Source records

..............................

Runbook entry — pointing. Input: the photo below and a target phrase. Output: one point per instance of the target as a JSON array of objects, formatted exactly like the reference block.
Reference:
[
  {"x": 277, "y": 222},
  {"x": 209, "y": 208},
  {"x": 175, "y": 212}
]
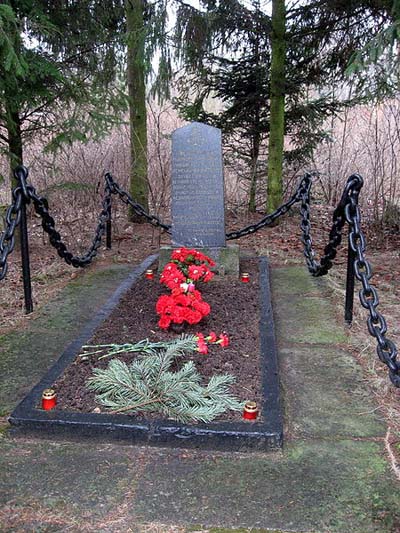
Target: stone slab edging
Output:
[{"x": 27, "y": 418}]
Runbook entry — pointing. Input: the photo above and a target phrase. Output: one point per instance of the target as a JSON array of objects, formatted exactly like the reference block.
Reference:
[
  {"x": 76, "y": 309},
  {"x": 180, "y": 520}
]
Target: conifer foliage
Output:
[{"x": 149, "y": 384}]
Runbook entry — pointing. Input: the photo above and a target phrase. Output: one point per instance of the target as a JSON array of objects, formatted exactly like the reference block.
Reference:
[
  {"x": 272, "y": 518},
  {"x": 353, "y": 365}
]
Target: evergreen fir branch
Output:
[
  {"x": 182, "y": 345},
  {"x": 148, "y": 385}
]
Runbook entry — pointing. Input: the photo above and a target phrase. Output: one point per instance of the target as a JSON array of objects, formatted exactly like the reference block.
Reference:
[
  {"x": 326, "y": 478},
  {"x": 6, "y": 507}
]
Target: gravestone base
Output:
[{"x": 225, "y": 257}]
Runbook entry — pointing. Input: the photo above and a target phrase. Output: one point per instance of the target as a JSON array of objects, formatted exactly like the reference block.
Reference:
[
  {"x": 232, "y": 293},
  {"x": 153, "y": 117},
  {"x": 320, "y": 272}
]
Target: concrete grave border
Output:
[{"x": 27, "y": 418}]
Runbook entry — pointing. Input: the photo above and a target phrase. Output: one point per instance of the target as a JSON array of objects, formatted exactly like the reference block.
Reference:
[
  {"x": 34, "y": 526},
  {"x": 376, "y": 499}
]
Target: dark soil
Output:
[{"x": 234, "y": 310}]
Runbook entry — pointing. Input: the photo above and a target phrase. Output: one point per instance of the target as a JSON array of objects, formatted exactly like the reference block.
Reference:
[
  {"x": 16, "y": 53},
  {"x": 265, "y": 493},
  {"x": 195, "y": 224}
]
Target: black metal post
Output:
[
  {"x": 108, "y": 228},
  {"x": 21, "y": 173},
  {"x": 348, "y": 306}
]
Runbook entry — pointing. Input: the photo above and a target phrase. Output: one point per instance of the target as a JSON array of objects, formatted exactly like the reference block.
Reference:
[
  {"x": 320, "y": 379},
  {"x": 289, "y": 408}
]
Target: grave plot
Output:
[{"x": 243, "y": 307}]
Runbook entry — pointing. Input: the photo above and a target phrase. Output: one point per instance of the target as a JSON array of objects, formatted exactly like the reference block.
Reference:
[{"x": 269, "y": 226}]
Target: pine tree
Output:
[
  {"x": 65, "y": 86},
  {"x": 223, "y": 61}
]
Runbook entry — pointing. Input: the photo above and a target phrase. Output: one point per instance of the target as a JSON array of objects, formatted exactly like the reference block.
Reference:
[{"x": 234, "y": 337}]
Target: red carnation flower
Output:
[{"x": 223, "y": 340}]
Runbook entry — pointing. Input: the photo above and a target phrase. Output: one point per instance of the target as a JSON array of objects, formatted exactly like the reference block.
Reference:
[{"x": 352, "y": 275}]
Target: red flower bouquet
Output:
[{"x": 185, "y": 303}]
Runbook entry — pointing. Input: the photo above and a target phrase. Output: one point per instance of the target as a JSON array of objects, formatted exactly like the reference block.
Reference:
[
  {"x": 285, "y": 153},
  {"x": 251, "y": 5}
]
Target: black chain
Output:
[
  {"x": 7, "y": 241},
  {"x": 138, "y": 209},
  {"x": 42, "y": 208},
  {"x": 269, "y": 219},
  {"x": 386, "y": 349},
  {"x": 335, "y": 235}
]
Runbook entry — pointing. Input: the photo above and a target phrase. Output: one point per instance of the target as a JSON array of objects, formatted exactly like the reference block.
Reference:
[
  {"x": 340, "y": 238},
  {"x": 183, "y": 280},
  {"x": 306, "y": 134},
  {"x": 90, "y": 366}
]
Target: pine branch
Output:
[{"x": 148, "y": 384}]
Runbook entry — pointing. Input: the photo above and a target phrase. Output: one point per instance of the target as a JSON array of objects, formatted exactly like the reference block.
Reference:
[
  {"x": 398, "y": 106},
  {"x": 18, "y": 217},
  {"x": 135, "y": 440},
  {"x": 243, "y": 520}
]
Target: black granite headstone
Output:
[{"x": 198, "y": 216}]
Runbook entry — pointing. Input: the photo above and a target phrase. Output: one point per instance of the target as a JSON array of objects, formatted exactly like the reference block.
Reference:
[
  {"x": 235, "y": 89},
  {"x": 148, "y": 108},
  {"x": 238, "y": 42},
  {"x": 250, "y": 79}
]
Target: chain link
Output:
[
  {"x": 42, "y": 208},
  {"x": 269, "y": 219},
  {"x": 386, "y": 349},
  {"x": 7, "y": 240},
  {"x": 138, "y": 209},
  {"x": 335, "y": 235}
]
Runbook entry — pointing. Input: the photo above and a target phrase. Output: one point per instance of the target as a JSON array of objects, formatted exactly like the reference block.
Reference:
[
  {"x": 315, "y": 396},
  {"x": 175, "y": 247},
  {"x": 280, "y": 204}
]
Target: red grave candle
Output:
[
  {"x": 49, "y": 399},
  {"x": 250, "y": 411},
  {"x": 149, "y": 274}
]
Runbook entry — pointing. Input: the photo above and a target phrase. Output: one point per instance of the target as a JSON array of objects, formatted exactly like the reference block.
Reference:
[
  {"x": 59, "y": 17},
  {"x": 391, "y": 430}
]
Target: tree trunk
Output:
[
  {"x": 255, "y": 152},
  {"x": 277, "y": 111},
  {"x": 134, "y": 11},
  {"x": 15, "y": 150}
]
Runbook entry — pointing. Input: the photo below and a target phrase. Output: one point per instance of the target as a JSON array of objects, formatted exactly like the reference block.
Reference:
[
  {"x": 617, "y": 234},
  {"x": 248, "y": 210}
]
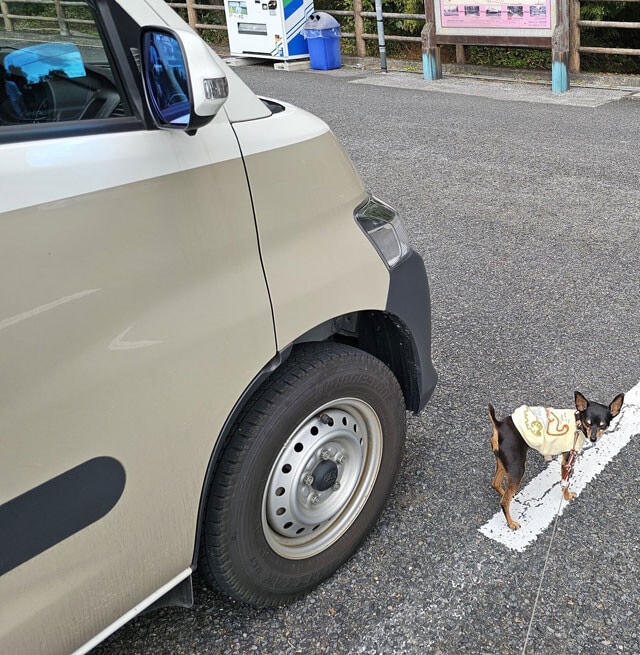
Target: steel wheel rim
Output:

..............................

● **What to produce**: Verbatim reproduction of every record is required; images are left out.

● **Task solution**:
Runbook entry — pointing. Input: the photo below and a target phrase. Output: one point per instance of the target as a JSON array of objects, formatted exactly like the reference block.
Reference:
[
  {"x": 277, "y": 222},
  {"x": 209, "y": 208},
  {"x": 175, "y": 212}
]
Target: stone slab edging
Output:
[{"x": 27, "y": 418}]
Runbook entry — pointing. Input: the photo above and a target phrase. Output: one point per instance of the target as a JSON array of objects, formatted exactly like the reference block.
Reference:
[
  {"x": 76, "y": 309},
  {"x": 180, "y": 520}
]
Target: conifer foliage
Output:
[{"x": 149, "y": 384}]
Runbook entry — pointing. Input: the photo above and a target phrase. Output: one point per instance of the target as a JSON array of objects, formatted exactly like the reference block.
Reference:
[
  {"x": 272, "y": 518},
  {"x": 353, "y": 365}
]
Target: evergreen fir branch
Output:
[
  {"x": 182, "y": 345},
  {"x": 148, "y": 385}
]
Runbook entry — pointing. Input: the photo above and a target phrase. Output: one point per instance of the target as a JSON array of objects, formatted exactly like the reference block.
Reference:
[
  {"x": 326, "y": 478},
  {"x": 6, "y": 507}
]
Target: gravestone base
Output:
[{"x": 225, "y": 257}]
Runbook entry — pointing. Input: the photo above and a target phrase. Output: one point per instance of the target as a JSON array of objects, formatted exactly like the reference block.
Reference:
[
  {"x": 232, "y": 293},
  {"x": 153, "y": 117},
  {"x": 320, "y": 272}
]
Target: concrete grave border
Output:
[{"x": 27, "y": 418}]
Runbook entry — pointing. Input: the photo above and a target phrase. Output: one point per instance of the target as a JSON array of objects, formatted exactly like the reference block.
Reference:
[
  {"x": 34, "y": 526},
  {"x": 376, "y": 499}
]
Target: dark soil
Output:
[{"x": 234, "y": 310}]
Runbook entry — pointing. Input: the photo above and a target phrase. Output: one point per instance of the target as a JSON array of objects, formatted exactly like the reference block.
Reference:
[
  {"x": 16, "y": 53},
  {"x": 265, "y": 493},
  {"x": 195, "y": 224}
]
Target: black metal post
Output:
[
  {"x": 108, "y": 228},
  {"x": 21, "y": 173},
  {"x": 348, "y": 306}
]
Runbook entry — pointing. Input: the photo above and a target phrase. Output: one point per instance of the target as a JSON array of objects, formatted exactly like the reference block.
Reference:
[
  {"x": 320, "y": 379},
  {"x": 289, "y": 408}
]
Target: grave plot
Output:
[{"x": 243, "y": 307}]
Runbook entry — pointing. Input: the photo above and a target phrase. Output: one point per instance of the target as a JSON array of objects, formatted exactly like the reference block.
Reference:
[{"x": 269, "y": 226}]
Target: pine tree
Output:
[
  {"x": 65, "y": 86},
  {"x": 223, "y": 61}
]
Runbook entry — pointing. Input: the photo above and a target phrase. Output: one point per instance of the target as a JSON array of objects, formatted exactly like the reference block.
Reference:
[{"x": 234, "y": 337}]
Target: red carnation flower
Output:
[{"x": 223, "y": 340}]
Runbook entry — pointing. Input: the photo above and a target phrase. Output: one point per instance of the target as a JSON array of objects, formatted exactly like the reference block.
Reference:
[{"x": 352, "y": 275}]
Target: red flower bouquet
Output:
[{"x": 185, "y": 303}]
Runbook entry — pointing. Input: the photo above and a target phrase. Output: one point per instance of the target as a JSON array of objects, formatted exactly like the reference block.
Reference:
[
  {"x": 285, "y": 153},
  {"x": 251, "y": 5}
]
Target: black chain
Output:
[
  {"x": 7, "y": 241},
  {"x": 138, "y": 209},
  {"x": 42, "y": 208},
  {"x": 269, "y": 219},
  {"x": 386, "y": 349},
  {"x": 335, "y": 235}
]
Runbook entry — pointing. Input: the photo above and a target phrase. Output: one point per instance of the target as a JSON array of objects, formatted exactly like the reference block.
Reference:
[
  {"x": 340, "y": 238},
  {"x": 183, "y": 280},
  {"x": 306, "y": 134},
  {"x": 90, "y": 366}
]
Target: pine branch
Output:
[{"x": 148, "y": 384}]
Runbook entry — pointing. Input: the photo above and a target phrase. Output: one point per instance of the target as a JSON array of objects, formatted exactly like the reference block.
Reference:
[
  {"x": 398, "y": 106},
  {"x": 18, "y": 217},
  {"x": 135, "y": 440},
  {"x": 243, "y": 520}
]
Target: black granite headstone
Output:
[{"x": 198, "y": 216}]
Runbook entry — pointing. Input: the photo above and a target phrase. Output: one point per instance of the target as a JSON array of objects, formatted exactly like the reference block.
Reference:
[
  {"x": 235, "y": 89},
  {"x": 148, "y": 108},
  {"x": 238, "y": 42},
  {"x": 250, "y": 79}
]
Target: chain link
Output:
[
  {"x": 42, "y": 208},
  {"x": 269, "y": 219},
  {"x": 386, "y": 349},
  {"x": 7, "y": 240},
  {"x": 138, "y": 209},
  {"x": 335, "y": 235}
]
Runbook entry — pointing. Input: the photo above and a target phrase. Output: one point per instance of the target as a JSON array of objects, formatted exactly like the reference block.
Reference:
[
  {"x": 315, "y": 396},
  {"x": 175, "y": 247},
  {"x": 280, "y": 204}
]
Target: red grave candle
Output:
[
  {"x": 49, "y": 399},
  {"x": 250, "y": 411},
  {"x": 149, "y": 274}
]
Runbook entry — pointing. Input: the photo above and a target phrase. Output: one point per instance of the target as a JSON array of objects, formatted exactly like the reference block.
Reference:
[
  {"x": 59, "y": 17},
  {"x": 391, "y": 430}
]
Target: tree trunk
Output:
[
  {"x": 255, "y": 152},
  {"x": 277, "y": 111},
  {"x": 134, "y": 11},
  {"x": 15, "y": 150}
]
Runbook entry — pointing. Input: the photo below and a target phrase. Output: one point per instance of the target as a JSON array of objects, formatted exactly like the reference block.
Reference:
[
  {"x": 617, "y": 234},
  {"x": 248, "y": 210}
]
Target: steel wheel rim
Output:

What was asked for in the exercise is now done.